Nature of Rain and Snow in Animations
The basics of Rain and Snow
- Snow/Rain are a bit harder. You need to start off with an original and end with an original image in order for it to loop properly. BUT Rain and Snow are not equal, there are different sizes of rain and different sizes of snow, you have to be able to make it before hand in a large canvas *larger than the one being animated*, and then loop it without it looking cut off. This is the difficulty. If you can make it rain or snow, you are pretty much prepared for everything.
- The basics of Rain and Snow are these: a background, movement of different sized images, opacity, effects, and the ultimate hard thing: LOOP (of course after much headache I found a simple way to solve this problem :).
Some Tips to Note
- Rain and Snow are a bit harder than all animations, and I use many different ways to do them. But if I had to tell you one thing to remember it's this: the Loop. I have seen SO many people animating rain and snow, and it snows just fine, and suddenly akwardly it loops. To make it loop properly is what is the hard part, even I have to practice a lot >.> (but hopefully I found an easy method to do it :)
Rain: Kenshin OVA
First of all, this is straight off of my layout, so what I did was open the layout and the I put a line to help me figure out the frame size. That line determined where I would cut. This way I would have the same frame size, so that everything would work right (I selected where I would cut each time to display):

Now I create a set (or layer) called "Rain" and what I did was take the line tool and draw lines downwards, then using shapes BLUR, and several brushes, I erased around it to look like this:

Now, instead of painstakingly falling rain all the time, I opened a new canvas, COPYING the new rain layer in it. And made it LARGE in height and enough in width, dumping black in a new layer and pasting it behind it. To give a slight idea of this layout I made it 1500 pixels in height and 550 pixels width. I kept drawing rain in the original rain layer above it, so it's a 1500 pixel height layer full of rain =). This is a screenshot of that canvas:

Now, I paste this layer on the original Rain layer (it should create a new layer when you do this -- let's called the pasted layer "Rain 2" and the original "Rain 1") and align it with Rain 1, it should brighter a bit when you do this:

When it's aligned. Take the eye off of Rain 1, so it goes back the original image, seen two screens above. this one. Now this is the fun and simple part, just move your rain (since it's 1500 pixels in height technically) side to side downwards, selecting the area (using the white line and corners as a grid to make the frame size the same), merging visible (Layers >> Merge Visible). Like shown here:

Now, you might be asking: "It can't be that easy" it isn't as easy as it sounds. You need to move rain a little bit at a time, in order to merge the layers and save the image til you get to the end. It can't be too fast or too slow, and since it keeps continueing from the top, you have to keep covering enough so that it will fall. The hard part for ME was the loop. Just for a minute think how you would loop this thing? The rain has to end up at the beginning, but how can different rain end up at the beginning, because the drops in the beginning have to be the same, or else it will look like some rain was appearing/disappearing out of nowhere at the loop-- making it seem like blinking.

■ DATA EXCERPTS ■
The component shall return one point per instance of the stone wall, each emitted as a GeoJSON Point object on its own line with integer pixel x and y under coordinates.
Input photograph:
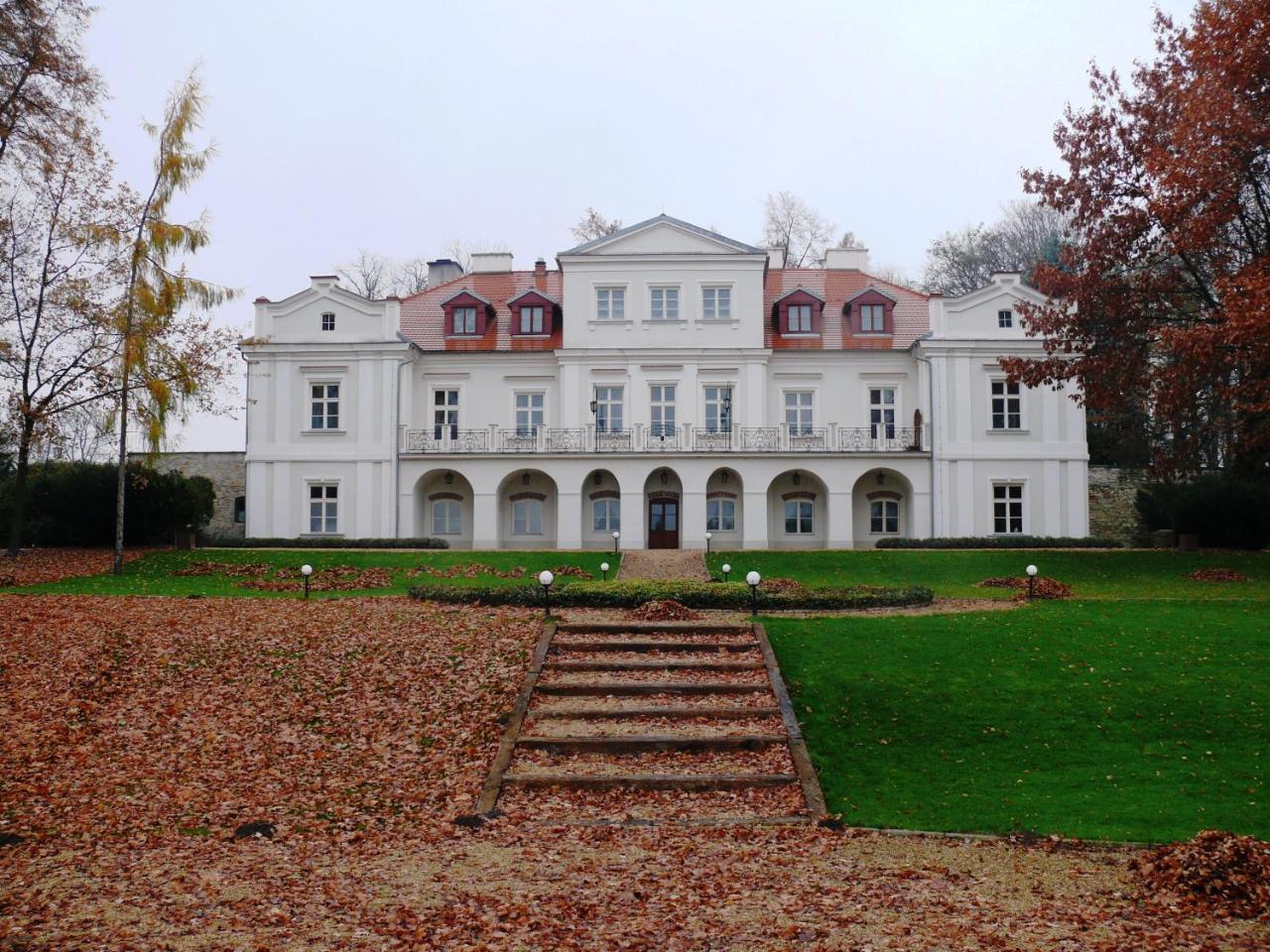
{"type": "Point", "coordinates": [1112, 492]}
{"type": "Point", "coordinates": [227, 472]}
* * *
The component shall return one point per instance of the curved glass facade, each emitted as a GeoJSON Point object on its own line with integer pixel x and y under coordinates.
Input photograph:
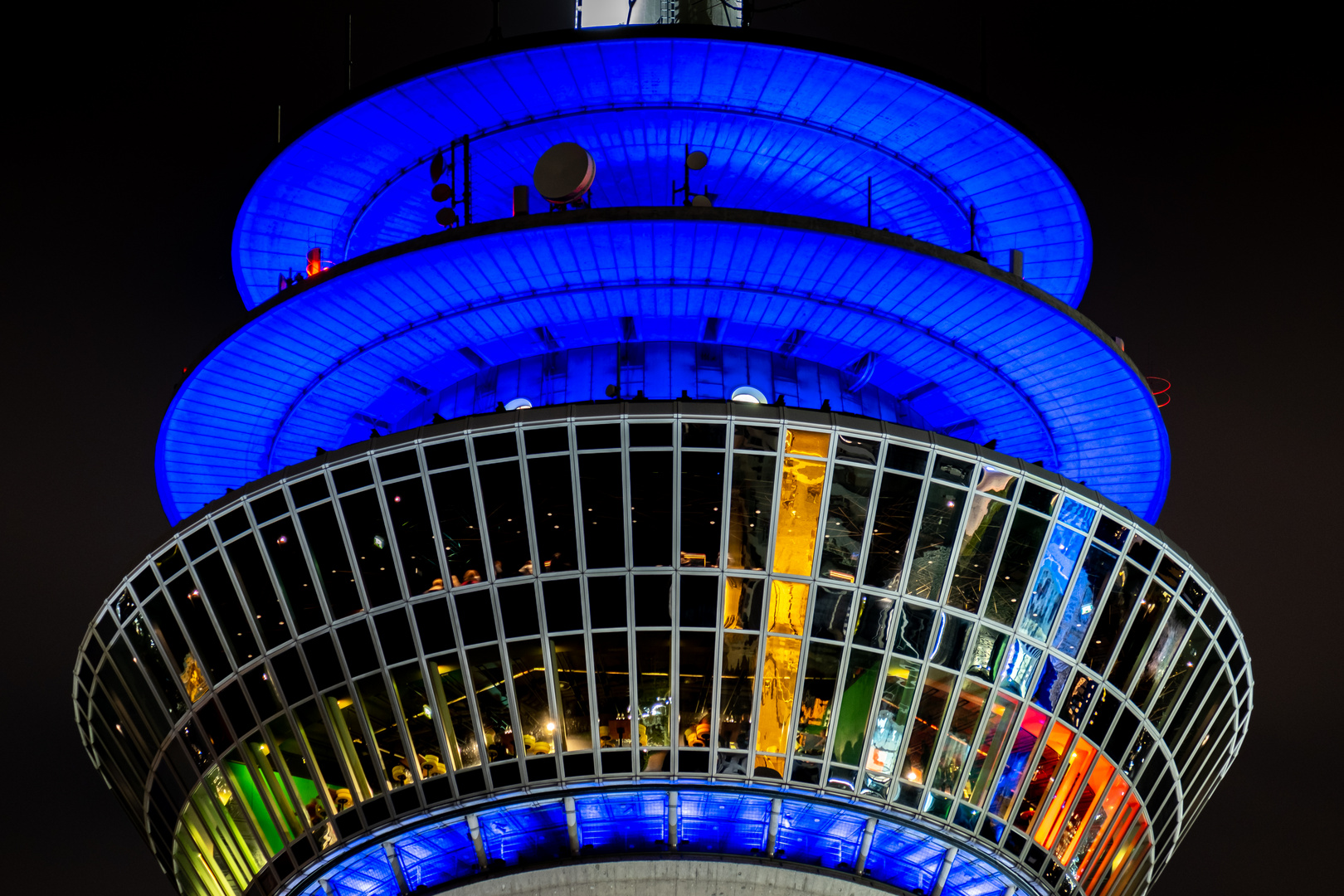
==
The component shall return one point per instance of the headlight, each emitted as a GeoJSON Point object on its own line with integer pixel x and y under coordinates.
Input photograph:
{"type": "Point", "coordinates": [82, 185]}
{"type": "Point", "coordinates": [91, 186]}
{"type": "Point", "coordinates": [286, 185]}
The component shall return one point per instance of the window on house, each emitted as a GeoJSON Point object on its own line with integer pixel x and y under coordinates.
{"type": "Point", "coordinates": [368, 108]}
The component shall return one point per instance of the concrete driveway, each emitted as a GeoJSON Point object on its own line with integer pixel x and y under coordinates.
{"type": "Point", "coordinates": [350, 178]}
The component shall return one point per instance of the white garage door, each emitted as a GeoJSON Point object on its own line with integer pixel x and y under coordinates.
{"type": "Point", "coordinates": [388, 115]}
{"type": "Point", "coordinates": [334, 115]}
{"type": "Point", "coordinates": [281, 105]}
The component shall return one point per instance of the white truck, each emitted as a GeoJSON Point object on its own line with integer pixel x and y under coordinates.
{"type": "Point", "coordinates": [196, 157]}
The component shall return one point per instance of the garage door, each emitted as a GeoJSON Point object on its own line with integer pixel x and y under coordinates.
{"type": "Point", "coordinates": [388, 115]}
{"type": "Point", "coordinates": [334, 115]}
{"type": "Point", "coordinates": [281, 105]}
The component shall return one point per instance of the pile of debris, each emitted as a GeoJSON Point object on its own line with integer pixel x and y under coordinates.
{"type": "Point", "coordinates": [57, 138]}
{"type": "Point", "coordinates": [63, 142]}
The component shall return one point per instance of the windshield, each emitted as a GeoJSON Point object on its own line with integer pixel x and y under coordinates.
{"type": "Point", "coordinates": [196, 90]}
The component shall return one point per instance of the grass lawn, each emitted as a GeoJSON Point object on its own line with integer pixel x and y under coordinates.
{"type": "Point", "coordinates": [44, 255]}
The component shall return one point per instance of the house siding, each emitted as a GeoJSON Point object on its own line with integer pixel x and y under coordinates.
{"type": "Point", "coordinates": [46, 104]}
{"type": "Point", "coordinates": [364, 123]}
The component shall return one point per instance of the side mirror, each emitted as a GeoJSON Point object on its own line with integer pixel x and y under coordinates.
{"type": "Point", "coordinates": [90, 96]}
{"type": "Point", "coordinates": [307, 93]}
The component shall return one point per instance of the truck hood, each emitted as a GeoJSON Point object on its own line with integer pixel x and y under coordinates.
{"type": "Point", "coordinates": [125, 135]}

■ PROBLEMS AND TASKS ■
1 > According to the tutorial on rain and snow in animations, what are the basics of rain and snow? List each one.
2 > Extract every line of the entries that contains the string "truck", treating uppercase and lowercase as distinct.
The tutorial and the entries are unrelated pieces of material.

■ EXPECTED ANSWERS ■
1 >
- a background
- movement of different sized images
- opacity
- effects
- LOOP

2 >
The component shall return one point per instance of the white truck, each emitted as a GeoJSON Point object on its own line with integer pixel x and y under coordinates.
The component shall return one point per instance of the truck hood, each emitted as a GeoJSON Point object on its own line with integer pixel x and y under coordinates.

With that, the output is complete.